*Work required:*
Only the lines from the one containing "Scientific specimen imaging: find the child's hand" to the end of the entries should be written out, each exactly as it stands, both ends included.

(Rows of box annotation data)
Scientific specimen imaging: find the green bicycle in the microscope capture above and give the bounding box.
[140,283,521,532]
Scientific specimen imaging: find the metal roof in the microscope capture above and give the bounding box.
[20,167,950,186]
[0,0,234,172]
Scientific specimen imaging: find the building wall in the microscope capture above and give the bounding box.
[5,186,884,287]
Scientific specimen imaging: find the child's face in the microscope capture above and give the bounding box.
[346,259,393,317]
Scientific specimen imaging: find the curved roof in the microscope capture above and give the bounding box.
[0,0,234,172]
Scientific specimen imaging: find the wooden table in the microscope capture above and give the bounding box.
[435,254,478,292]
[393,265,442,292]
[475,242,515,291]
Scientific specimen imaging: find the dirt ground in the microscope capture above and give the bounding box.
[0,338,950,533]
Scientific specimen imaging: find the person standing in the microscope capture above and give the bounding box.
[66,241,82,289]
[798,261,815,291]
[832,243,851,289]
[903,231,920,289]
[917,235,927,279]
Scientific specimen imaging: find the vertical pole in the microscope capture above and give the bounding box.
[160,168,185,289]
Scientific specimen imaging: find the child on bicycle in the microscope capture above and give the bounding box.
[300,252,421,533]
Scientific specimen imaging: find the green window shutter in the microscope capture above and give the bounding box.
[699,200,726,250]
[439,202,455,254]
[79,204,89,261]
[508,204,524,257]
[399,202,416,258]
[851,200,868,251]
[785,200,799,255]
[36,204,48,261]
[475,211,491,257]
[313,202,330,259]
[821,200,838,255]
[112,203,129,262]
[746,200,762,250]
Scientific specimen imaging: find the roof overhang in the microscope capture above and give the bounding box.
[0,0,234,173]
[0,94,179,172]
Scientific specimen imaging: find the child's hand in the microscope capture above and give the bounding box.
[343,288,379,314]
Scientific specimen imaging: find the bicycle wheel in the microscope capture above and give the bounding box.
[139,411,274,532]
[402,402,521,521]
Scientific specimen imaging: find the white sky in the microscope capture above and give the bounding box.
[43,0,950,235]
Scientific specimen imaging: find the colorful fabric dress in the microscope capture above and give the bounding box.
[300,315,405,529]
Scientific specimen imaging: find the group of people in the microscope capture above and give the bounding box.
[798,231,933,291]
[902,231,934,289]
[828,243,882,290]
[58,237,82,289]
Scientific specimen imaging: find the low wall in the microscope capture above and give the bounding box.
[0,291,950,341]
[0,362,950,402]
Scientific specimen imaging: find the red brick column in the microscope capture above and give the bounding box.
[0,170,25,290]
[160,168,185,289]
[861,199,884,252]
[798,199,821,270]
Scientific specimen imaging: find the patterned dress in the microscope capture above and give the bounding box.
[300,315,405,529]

*Result of the exercise:*
Scientific specimen imaging: find the child's hand in the microscope capture above and give the bounding box.
[343,288,379,314]
Scientific specimen imaging: find the bicycle wheel in the microscope capture above and give the bounding box.
[139,411,274,532]
[402,402,521,521]
Scientific specimen imaging: find the white sky in the microscope capture above and give the bounding box.
[43,0,950,235]
Scientific specimen imaging: find the colorful fabric dress in the microscope capture above and give the bounding box.
[300,315,405,529]
Scientific specimen imaging: find the group of people in the microscope capture above and give the bounding box.
[798,231,933,291]
[902,231,934,289]
[828,243,882,290]
[58,237,82,289]
Scientific specimen imaging: find the low wall in the microscope capture above and give the bounding box.
[0,291,950,341]
[0,362,950,402]
Scientific specimen imaging: find the red brick column in the microscope capture above and give the bounding box.
[0,170,25,290]
[160,168,185,289]
[861,199,884,252]
[798,199,821,270]
Scientific specimen imaging: find the patterned dress in the microscope capture above and give the bounding box.
[300,315,405,529]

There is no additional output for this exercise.